----- Extracted data
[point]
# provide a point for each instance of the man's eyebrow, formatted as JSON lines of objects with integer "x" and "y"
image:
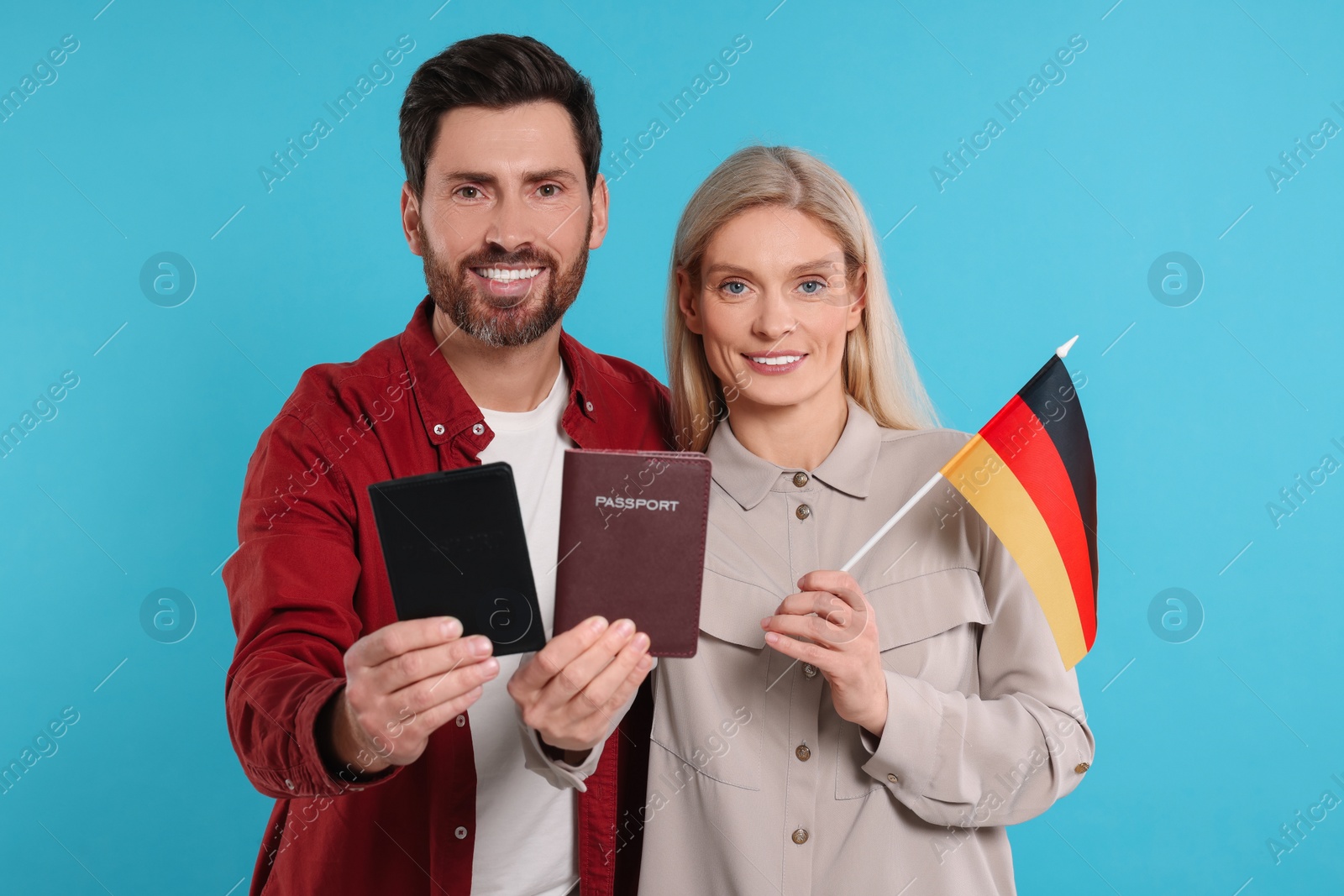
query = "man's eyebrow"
{"x": 533, "y": 176}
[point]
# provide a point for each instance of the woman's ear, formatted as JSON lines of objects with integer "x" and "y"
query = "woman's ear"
{"x": 685, "y": 301}
{"x": 860, "y": 289}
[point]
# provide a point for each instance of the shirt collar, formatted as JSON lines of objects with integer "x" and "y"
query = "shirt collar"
{"x": 748, "y": 479}
{"x": 445, "y": 407}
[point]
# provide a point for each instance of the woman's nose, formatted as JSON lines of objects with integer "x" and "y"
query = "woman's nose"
{"x": 774, "y": 316}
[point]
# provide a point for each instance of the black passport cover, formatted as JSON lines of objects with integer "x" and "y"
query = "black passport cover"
{"x": 454, "y": 546}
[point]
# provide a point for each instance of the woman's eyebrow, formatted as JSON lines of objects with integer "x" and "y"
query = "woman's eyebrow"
{"x": 830, "y": 261}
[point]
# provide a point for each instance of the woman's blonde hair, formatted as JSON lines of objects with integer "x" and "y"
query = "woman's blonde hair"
{"x": 878, "y": 371}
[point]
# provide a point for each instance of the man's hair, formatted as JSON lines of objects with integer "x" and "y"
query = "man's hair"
{"x": 495, "y": 71}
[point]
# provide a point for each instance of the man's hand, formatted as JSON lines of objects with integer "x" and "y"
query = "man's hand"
{"x": 402, "y": 683}
{"x": 573, "y": 685}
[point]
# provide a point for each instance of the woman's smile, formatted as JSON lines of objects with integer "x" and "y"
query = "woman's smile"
{"x": 774, "y": 363}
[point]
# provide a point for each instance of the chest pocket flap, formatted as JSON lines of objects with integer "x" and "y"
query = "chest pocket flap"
{"x": 732, "y": 609}
{"x": 927, "y": 605}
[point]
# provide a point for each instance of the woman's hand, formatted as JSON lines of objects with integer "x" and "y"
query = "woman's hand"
{"x": 844, "y": 644}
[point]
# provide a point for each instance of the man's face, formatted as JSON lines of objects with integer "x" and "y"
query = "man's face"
{"x": 506, "y": 222}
----------
Pull out each line in the rows above that contains the string "hand", and list those lines in order. Treat uppercase and lowercase as different.

# provide a point for each instance of the man's hand, formatted as JSON lines of objects with integer "x" and "y"
query = "man's hand"
# provide a point for each instance of the woman's hand, formatted as JSON lines of objects with integer "x" and "y"
query = "woman's hand"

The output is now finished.